Instrução dada A:
No discurso, quem é o curador da exposição?

Texto para ler:
------------

Três
palavras, a primeira das quais para agradecer a presença do Senhor Presidente
da Câmara e dos senhores vereadores, dos senhores membros do Conselho Geral da
Fundação Cidade de Guimarães, dos representantes dos nossos parceiros, dos
senhores convidados, e de todos vós.
Este
é um momento que merece uma especial ênfase, na programação da CEC. Foi
possível com a colaboração de Serralves e quero agradecer à presidência e
direcção desta instituição prestigiada a sua disponibilidade e empenho na
concretização deste projecto.
Uma
palavra muito especial de agradecimento a João Fernandes, curador desta
exposição, a quem aproveito também para felicitar pelas responsabilidades que
vai assumir em breve e que premeia a qualidade e pertinência do seu trabalho e
honra Portugal, designadamente o Portugal que não se deixa encerrar em si
próprio.
A
terceira palavra é para o autor de quem hoje nos orgulhamos de apresentar uma
nova criação, Monsieur Christian Boltanski. Estamos muito honrados também pela
sua presença neste acto formal, bem como pela proximidade com que acompanhou a
montagem da sua obra.
Também
quero agradecer ao Director da Escola de Belas Artes do Porto, Prof. Francisco
Laranjo, a escolha desta ocasião para fazer a entrega da Medalha das Belas
Artes ao artista Christian Boltanski.
Não
vou falar desta criação, pois não é esse o meu encargo e muito menos a minha
competência. Mas permitam-me que evoque, perante esta instalação que nos
interpela tão fundamente, a obra de Raul Brandão.
Não
sei se M. Boltanski conhece o Húmus,
uma espécie de diário escrito em Guimarães, tendo como pano de fundo a cidade e
o tempo da primeira Guerra Mundial. Os paralelismos com esta evocação são tão
fortes, que eu não resisto a ler [numa tradução mais literal que literária].
Aqui não andam só os vivos - andam também
os mortos. A vila é povoada pelos que se agitam numa existência transitória e
baça, e pelos outros que se impõem com se estivessem vivos. Tudo está ligado e
confundido. Sobre as casas há outra edificação, e uma trave ideal que o
caruncho rói une todas as construções vulgares. Sob um grito outro grito, sob
uma pedra outra pedra. Debalde todos os dias repelimos os mortos - todos os
dias os mortos se misturam à nossa vida. E não nos largam.

------------

Conjunto de registros:

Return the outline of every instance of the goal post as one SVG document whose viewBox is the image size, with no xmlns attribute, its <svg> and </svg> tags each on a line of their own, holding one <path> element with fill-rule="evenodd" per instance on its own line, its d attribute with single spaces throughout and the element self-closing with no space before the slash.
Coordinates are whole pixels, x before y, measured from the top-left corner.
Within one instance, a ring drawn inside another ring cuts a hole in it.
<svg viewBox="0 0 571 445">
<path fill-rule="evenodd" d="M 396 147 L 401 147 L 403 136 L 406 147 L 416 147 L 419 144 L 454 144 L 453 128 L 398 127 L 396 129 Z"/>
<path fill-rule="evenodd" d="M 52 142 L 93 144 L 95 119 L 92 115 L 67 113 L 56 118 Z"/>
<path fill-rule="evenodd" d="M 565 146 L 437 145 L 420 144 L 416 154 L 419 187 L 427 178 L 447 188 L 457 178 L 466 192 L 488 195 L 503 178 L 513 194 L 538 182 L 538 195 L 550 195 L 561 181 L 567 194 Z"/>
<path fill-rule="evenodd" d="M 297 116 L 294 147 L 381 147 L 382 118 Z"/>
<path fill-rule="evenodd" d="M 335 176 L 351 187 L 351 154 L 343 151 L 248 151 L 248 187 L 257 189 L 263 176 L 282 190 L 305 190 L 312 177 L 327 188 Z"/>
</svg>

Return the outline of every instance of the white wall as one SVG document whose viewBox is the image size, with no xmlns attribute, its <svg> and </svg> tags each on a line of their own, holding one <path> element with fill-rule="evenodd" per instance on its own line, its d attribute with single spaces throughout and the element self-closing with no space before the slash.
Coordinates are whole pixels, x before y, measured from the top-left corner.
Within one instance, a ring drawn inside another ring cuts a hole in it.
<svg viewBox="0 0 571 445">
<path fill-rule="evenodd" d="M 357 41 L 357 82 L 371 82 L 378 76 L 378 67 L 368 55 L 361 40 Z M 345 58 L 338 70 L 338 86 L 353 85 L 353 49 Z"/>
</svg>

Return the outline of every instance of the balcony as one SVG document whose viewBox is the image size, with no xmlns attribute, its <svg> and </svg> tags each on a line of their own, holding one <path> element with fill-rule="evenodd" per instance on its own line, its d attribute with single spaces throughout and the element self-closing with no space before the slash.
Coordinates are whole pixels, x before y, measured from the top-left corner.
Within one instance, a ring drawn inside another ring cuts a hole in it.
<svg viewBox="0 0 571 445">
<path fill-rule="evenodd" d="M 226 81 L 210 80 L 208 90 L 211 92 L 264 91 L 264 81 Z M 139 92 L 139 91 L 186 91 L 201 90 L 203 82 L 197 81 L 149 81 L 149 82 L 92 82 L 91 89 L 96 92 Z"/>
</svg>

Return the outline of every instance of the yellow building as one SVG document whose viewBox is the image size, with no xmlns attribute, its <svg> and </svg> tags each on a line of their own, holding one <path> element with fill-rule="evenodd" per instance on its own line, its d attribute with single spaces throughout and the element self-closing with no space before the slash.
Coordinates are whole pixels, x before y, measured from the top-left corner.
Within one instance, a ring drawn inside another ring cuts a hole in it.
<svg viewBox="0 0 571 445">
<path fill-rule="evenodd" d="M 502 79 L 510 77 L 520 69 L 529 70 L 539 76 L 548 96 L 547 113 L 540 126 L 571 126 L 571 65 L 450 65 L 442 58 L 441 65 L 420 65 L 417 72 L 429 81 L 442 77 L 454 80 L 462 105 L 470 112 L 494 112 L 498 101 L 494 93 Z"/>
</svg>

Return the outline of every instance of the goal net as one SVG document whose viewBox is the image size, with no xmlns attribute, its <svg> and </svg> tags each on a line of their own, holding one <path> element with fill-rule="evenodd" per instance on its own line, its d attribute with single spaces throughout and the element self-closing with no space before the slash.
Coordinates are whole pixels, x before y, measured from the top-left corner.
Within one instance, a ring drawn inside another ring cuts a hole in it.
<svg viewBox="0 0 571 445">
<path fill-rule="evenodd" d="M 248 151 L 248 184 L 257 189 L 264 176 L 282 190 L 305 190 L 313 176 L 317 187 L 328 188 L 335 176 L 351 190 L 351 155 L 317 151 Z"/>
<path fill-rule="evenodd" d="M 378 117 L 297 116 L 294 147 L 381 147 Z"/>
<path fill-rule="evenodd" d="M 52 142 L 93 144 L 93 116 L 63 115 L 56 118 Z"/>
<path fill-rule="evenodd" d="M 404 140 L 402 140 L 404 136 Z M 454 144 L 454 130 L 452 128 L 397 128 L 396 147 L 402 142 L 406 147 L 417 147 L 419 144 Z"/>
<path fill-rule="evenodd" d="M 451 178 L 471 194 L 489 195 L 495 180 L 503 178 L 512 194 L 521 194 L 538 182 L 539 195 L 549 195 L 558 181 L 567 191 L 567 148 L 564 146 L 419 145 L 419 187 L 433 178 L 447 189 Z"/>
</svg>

------------

Instrução dada B:
Reescreva somente as linhas dos registros que vão da que contém "Return the outline of every instance of the goal net" até o fim dos registros, ambas as extremidades incluídas, trocando "whole pixels" por "integer pixels" e mantendo todo o resto inalterado.

Resposta correta A:
João Fernandes.

Resposta correta B:
Return the outline of every instance of the goal net as one SVG document whose viewBox is the image size, with no xmlns attribute, its <svg> and </svg> tags each on a line of their own, holding one <path> element with fill-rule="evenodd" per instance on its own line, its d attribute with single spaces throughout and the element self-closing with no space before the slash.
Coordinates are integer pixels, x before y, measured from the top-left corner.
Within one instance, a ring drawn inside another ring cuts a hole in it.
<svg viewBox="0 0 571 445">
<path fill-rule="evenodd" d="M 248 151 L 248 184 L 257 189 L 264 176 L 282 190 L 305 190 L 313 176 L 317 187 L 328 188 L 335 176 L 351 190 L 351 155 L 317 151 Z"/>
<path fill-rule="evenodd" d="M 378 117 L 297 116 L 294 147 L 381 147 Z"/>
<path fill-rule="evenodd" d="M 52 142 L 93 144 L 93 116 L 63 115 L 56 118 Z"/>
<path fill-rule="evenodd" d="M 404 140 L 402 140 L 404 136 Z M 454 144 L 454 130 L 452 128 L 397 128 L 396 147 L 402 142 L 406 147 L 417 147 L 419 144 Z"/>
<path fill-rule="evenodd" d="M 451 178 L 471 194 L 489 195 L 495 180 L 503 178 L 512 194 L 521 194 L 538 182 L 539 195 L 549 195 L 558 181 L 567 191 L 567 148 L 564 146 L 419 145 L 419 187 L 433 178 L 447 189 Z"/>
</svg>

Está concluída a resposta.